Avant le déclenchement de la guerre en Irak, nous, progressistes, démocrates et anticolonialistes, nous nous sommes révoltés et appelé les Strasbourgeois à manifester place Kléber contre l’agression de l’Irak, pays souverain, par une coalition de puissances occidentales, assoiffées de pétrole, à la recherche de positions géostratégiques.

Nous étions conscients de la nature criminelle de Saddam Hussein. Nous savions que l’armée irakienne, sous les ordres de son dictateur, avait gazé Halabja, village martyre kurde, faisant des centaines de morts. Mais, nous étions conscients que derrière les paroles en faveur des «Droits de l’Homme» avancés par les puissances occidentales, se cachaient de sinistres et bas intérêts colonialistes.

Tout en condamnant Saddam Hussein et son régime criminel, nous avons défilé à Strasbourg contre l’invasion de l’Irak et plus tard contre celle de l’Afghanistan, un autre pays souverain, même si nous avons condamné avec fermeté les deux régimes.

Il n’y a aucun doute sur la nature dictatoriale et criminelle du régime de Kadhafi. Mais, l’agression qui vise la Libye, est une agression colonialiste et personne n’est dupe du caractère hypocrite des puissances occidentales qui interviennent au sol, tuent des soldats et les civils au cours de bombardements aveugles effectués à distance. Il s’agit bel et bien d’une guerre contre un pays qui n’a pas attaqué, ni la France, ni aucun autre pays. Cette guerre soi disant humanitaire est totalement en dehors de la doctrine militaire française telle qu’elle a été élaborée, en particulier par le Livre blanc sur la défense en 2007*.

Demain, serons-nous témoins de l'agression de la Syrie et de l’Algérie?

Certains intellectuels français, animés par des sentiments humanistes, ne voient malheureusement pas l’arbre de l’agression contre un pays souverain qui cache mal les intentions colonialistes. Ils se mettent au même niveau que Bernard-Henry Lévy et Bernard Kouchner, défenseurs acharné du colonialisme à visage humain.

Chers amis, chers camarades, évitons de tomber dans le piège humanitaire, tendu par les puissances occidentales et finir par nous transformer en défenseurs de l’ordre criminel colonialiste.

*Jean-Christophe Rufin, écrivain, ancien ambassadeur de France à Dakar (2007-2010)- Le Monde du 24 mars 2011.

19.3.11

Analyse 5 (2011)

Paix et Justice au Moyen-Orient

STRASBOURG, le 19 mars 2011

cpjmo@yahoo.fr

Libye : odeur du pétrole et

colonialisme à visage humain

Non à l’ingérence colonialiste en Libye

Les systèmes politiques des pays du Moyen-Orient et d’Afrique du Nord sont restés figés au Moyen-âge. Pays au sous-sol riche en pétrole, gaz et autres richesses minières, avec des jeunesses instruites et des peuples avides de libertés, pourtant soumis aux régimes dictatoriaux et corrompus.

La durée de règne des potentats se compte par décennies et le relais passe, dans certains cas, au fils du dictateur (la Syrie). Le fils de Moubarak a eu moins de chance : le papa a été évincé avant l’heure. Moubarak est parti, mais son régime pro-occidental et mafieux est resté en place. Tous les régimes baasistes, socialistes arabes ou nasséristes, installés à la suite de coups d’Etat qualifiés de «révolutionnaires», se sont transformés en dictatures sanguinaires et fascisantes, perdant leur légitimité. La disparition du monde bipolaire les a rendus fragiles, exposés à l’avidité des puissances occidentales, avides de pétrole, de gaz et de position stratégique.

▶ Données enregistrées:
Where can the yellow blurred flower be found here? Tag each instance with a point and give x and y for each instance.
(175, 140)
* * *
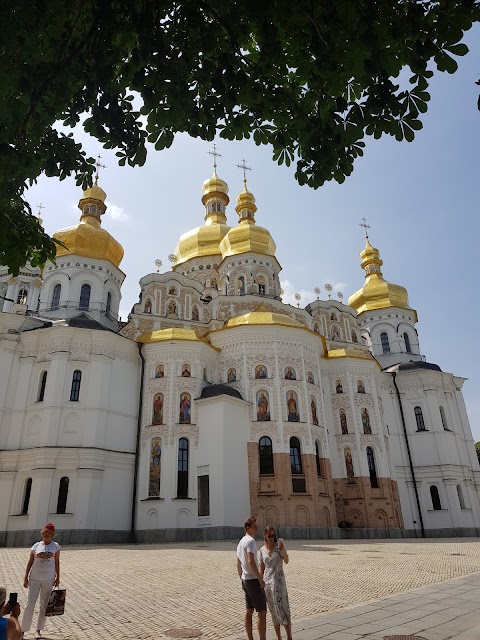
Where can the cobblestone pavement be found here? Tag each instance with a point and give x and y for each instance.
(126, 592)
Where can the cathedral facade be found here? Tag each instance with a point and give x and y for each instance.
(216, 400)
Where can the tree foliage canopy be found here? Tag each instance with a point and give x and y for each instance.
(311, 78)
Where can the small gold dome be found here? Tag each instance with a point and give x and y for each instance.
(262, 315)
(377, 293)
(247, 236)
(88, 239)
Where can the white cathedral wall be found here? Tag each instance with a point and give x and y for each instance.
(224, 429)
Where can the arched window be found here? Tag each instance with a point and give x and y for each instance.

▶ Objectifs:
1. Relevez toutes les personnes désignées par leur nom dans l'extrait source.
2. Recopiez l'extrait source de « Certains intellectuels français, animés » à « à visage humain. ».

▶ Résultats:
1. Saddam Hussein, Kadhafi, Bernard-Henry Lévy, Bernard Kouchner, Jean-Christophe Rufin, Moubarak

2.
Certains intellectuels français, animés par des sentiments humanistes, ne voient malheureusement pas l’arbre de l’agression contre un pays souverain qui cache mal les intentions colonialistes. Ils se mettent au même niveau que Bernard-Henry Lévy et Bernard Kouchner, défenseurs acharné du colonialisme à visage humain.